ACTIVITY –
Return the data that follows exactly, with each line intact.

Entries taken from a collection –
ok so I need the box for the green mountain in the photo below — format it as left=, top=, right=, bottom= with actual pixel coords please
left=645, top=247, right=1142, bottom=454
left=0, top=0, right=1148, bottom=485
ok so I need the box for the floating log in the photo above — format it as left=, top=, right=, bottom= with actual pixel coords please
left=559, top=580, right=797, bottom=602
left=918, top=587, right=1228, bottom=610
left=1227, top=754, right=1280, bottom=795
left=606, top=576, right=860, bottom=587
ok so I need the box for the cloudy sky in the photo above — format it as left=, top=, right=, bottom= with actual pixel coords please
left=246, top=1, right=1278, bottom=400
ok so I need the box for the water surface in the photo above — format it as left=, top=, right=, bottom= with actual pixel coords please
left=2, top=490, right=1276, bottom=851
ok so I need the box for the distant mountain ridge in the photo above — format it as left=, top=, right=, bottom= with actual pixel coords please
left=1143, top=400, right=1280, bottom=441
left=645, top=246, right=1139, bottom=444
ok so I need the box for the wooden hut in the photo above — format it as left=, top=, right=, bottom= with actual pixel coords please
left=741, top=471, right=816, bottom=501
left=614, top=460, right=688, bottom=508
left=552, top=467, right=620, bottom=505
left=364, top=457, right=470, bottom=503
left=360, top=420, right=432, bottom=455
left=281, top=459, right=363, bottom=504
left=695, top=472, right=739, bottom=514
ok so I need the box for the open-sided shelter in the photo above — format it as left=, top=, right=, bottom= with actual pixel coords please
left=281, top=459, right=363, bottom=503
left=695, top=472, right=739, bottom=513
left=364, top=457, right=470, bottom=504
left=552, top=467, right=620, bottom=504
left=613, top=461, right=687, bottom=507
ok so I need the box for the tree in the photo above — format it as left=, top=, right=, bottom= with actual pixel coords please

ANSWER TO THIS PROBLEM –
ok so I need the box for the green mountain in the photo below — format it as left=, top=, right=, bottom= with actual pixel coords please
left=645, top=247, right=1142, bottom=454
left=0, top=0, right=1148, bottom=485
ok so I need the box for the floating log in the photo above — format it as left=, top=, right=, bottom= with actual pixel coords please
left=559, top=580, right=797, bottom=602
left=918, top=587, right=1228, bottom=610
left=1227, top=754, right=1280, bottom=795
left=606, top=576, right=860, bottom=587
ok so I need the box for the cloudy sky in the photo above — format it as left=, top=, right=, bottom= with actual pixel coords please
left=246, top=1, right=1278, bottom=400
ok so I need the box for the water surface in the photo above — format it as left=, top=, right=, bottom= with actual pixel coords please
left=2, top=490, right=1276, bottom=851
ok so I need the box for the distant mountain ridge in the photo above — format it as left=, top=, right=, bottom= with actual pixel coords please
left=1143, top=400, right=1280, bottom=441
left=645, top=246, right=1139, bottom=444
ok so I need the box for the wooden hut in the photo above — format it as left=, top=, right=, bottom= with actual pixel coords please
left=741, top=471, right=816, bottom=501
left=614, top=460, right=688, bottom=508
left=552, top=467, right=620, bottom=505
left=364, top=457, right=470, bottom=503
left=360, top=420, right=432, bottom=455
left=281, top=459, right=363, bottom=504
left=695, top=472, right=739, bottom=514
ok so I need the box for the open-sided shelter in the photo above — format it as left=, top=, right=, bottom= with actual pixel coords please
left=281, top=459, right=363, bottom=503
left=695, top=472, right=739, bottom=513
left=364, top=457, right=470, bottom=504
left=552, top=467, right=620, bottom=504
left=613, top=461, right=687, bottom=507
ok so I need the box for the tree in the photo above — format it as left=, top=, right=, bottom= with actual pixel coords please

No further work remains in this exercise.